=== Petunjuk ===
1 - Apa nama salon yang dimiliki Cetin Dag menurut teks tentang Weidengasse?
2 - Sebutkan semua alat yang dipakai Cetin Dag dan Onur ketika melayani pelanggan dalam teks tentang Weidengasse.
3 - Lanjutkan teks tentang Weidengasse, dimulai setelah kalimat terakhirnya.

=== Teks Kajian ===

Toko ikan di WeidengasseFoto: Tamara Himmel

Cetin Dag, pemilik salon Ankara di Weidengasse tengah beraksi. Gunting terjepit di antara bibirnya, sisir di tangan kiri, sementara alat cukur rambut di tangan kanannya lincah bergerak memangkas rambut hitam si pelanggan. Anak didiknya, Onur, tengah menghadapi pelanggan lain dengan kuas dan pisau cukur. Ia bekerja sambil berbicara pelan dengan si pelanggan, dalam bahasa Turki.

"Ya beginilah situasi di sini, seperti layaknya jalan di Turki. Tapi banyak juga pelanggan Jerman yang datang. Sebetulnya di sini orang nggak perlu Bahasa Jerman, tapi kalau bisa, jelas lebih bagus. Yah Anda tahulah orang Turki. Orang-orang tua Turki kan datang ke sini hanya untuk bekerja. Mungkin dulu mereka ikut kursus Bahasa Jerman, tapi hanya beberapa bulan. Mereka sebetulnya punya kesempatan, tapi tidak menggunakannya dengan baik. Pemilik salon tempat saya kerja ini misalnya, dia menyesal kenapa tidak dari dulu belajar Bahasa Jerman. Sekarang sudah agak terlambat buat dia.“

Cetin Dag memelihara jenggot yang tertata rapi. Beberapa bagian dicat dengan warna pirang. Ia menyambut pelanggan yang baru datang dengan jabatan tangan, sementara Onur menyajikan teh hangat khas Turki untuk mereka.

"Para tetangga dan kami hidup bersama seperti sebuah keluarga besar. Setiap orang di jalan ini saling mengenal satu sama lain. Kalau ada yang butuh bantuan, dia tahu bahwa pertolongan bisa diharapkan dari setiap orang di sini.“ Ungkap Onur.

Tidak setiap penghuni berpandangan begitu. Para pemilik toko Jerman di Weidengasse tak mau jawabannya direkam, saat ditanya apa pendapatnya tentang hidup bersama antarbudaya. Mereka merasa, para pelanggan Jerman enggan datang karena takut akan suasana Turki yang kuat mewarnai jalan itu. Sejak tahun 70-an, kebanyakan toko di Weidengasse dimiliki oleh mantan pekerja tamu dan keluarga mereka. Hampir setiap rumah membuka toko atau tempat usaha.

(Entri data tersimpan)
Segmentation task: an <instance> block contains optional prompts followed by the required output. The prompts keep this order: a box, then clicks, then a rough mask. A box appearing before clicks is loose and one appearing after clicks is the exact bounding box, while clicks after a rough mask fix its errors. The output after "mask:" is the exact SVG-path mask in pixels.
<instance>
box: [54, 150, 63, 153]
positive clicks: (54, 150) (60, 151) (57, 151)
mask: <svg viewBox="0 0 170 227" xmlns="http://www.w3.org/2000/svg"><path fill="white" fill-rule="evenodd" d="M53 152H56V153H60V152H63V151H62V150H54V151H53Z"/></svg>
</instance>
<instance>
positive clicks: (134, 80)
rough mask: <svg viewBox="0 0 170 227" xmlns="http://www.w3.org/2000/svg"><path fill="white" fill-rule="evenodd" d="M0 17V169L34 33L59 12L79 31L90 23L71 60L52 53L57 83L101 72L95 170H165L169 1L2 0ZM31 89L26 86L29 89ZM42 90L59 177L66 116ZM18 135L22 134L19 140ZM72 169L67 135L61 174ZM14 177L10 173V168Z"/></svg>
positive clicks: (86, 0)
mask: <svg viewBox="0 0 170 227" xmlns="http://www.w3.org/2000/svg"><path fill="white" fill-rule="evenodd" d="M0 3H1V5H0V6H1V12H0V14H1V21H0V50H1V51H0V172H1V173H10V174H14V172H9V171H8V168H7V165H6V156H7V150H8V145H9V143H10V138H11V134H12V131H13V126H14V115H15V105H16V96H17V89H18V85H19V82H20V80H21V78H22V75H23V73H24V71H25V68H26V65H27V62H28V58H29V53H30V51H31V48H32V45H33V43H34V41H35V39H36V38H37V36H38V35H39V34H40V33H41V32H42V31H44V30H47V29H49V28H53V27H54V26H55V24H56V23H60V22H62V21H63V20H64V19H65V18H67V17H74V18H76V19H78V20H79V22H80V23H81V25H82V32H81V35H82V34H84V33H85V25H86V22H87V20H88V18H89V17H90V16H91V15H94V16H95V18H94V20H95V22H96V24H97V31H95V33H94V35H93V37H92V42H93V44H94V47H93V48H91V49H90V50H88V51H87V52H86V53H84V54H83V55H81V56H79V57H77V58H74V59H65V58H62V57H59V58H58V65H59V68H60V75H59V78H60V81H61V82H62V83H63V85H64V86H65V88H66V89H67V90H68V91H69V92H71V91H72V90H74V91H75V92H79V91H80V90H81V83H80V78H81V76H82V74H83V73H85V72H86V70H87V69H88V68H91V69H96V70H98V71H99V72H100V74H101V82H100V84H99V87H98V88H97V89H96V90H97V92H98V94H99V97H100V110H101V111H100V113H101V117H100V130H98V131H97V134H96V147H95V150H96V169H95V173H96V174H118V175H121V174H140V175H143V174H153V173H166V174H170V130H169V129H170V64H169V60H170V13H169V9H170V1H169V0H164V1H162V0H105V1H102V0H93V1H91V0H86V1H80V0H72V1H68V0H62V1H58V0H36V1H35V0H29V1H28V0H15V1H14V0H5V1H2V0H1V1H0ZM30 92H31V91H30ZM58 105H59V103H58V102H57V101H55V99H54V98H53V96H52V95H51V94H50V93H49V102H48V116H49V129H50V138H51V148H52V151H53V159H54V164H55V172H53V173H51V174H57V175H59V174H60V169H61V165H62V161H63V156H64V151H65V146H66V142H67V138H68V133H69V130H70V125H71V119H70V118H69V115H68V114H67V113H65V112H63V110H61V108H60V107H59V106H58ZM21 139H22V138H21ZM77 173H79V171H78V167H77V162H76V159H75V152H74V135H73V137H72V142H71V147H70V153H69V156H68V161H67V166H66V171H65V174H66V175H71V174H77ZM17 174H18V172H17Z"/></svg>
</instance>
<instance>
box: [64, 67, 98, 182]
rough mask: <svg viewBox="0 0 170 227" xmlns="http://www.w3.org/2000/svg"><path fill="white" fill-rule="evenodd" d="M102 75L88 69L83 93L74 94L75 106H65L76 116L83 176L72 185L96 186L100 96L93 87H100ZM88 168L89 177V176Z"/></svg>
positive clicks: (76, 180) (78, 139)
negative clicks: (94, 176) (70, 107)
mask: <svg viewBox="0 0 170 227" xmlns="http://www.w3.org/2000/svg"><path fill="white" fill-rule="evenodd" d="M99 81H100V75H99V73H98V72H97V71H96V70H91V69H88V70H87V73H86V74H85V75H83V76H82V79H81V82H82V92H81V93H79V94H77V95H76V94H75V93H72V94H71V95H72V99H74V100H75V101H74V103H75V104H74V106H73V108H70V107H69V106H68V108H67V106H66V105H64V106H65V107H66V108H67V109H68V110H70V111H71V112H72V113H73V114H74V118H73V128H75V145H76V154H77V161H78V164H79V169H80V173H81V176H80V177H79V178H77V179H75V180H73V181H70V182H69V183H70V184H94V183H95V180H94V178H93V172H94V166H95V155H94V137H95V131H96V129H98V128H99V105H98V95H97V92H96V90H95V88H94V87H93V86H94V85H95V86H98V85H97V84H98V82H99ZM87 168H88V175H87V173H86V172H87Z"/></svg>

=== Jawaban Tugas ===
1 - Salon Ankara.

2 - Gunting, sisir, alat cukur rambut, kuas, dan pisau cukur.

3 -
Buah-buahan dan syauran yang dipajang di depan supermarket AnkaraFoto: Tamara Himmel

Di seberang salon Ankara berdiri supermarket dengan nama sama. Suasananya mengisyaratkan akhir pekan segera tiba. Di Jerman, toko-toko tutup pada hari Minggu. Jadi, orang biasanya berbelanja ekstra pada hari Jumat atau Sabtu. Para pembeli memadati gang-gang sempit di dalam supermarket. Seperti kereta api mereka beriringan dari rak-rak sayur di bagian depan, ke deretan daging di bagian belakang. Lima pria dalam baju kerja warna putih, seperti petugas di laboratorium, berjejer di balik meja panjang. Mereka berupaya secepat mungkin melayani permintaan pembeli. Mulai mulai dari daging cincang, iga kambing hingga hati dan rempela ayam, tersedia di sini. Juga jenis yang hampir tak mungkin didapati di supermarket Jerman seperti kikil, babat, atau testis kambing.

Banyak orang Jerman datang ke sini untuk membeli buah segar, sayur dan daging. Tapi, produk khas Turki juga menjadi salah satu alasan mengapa mereka berbelanja di Weidengasse.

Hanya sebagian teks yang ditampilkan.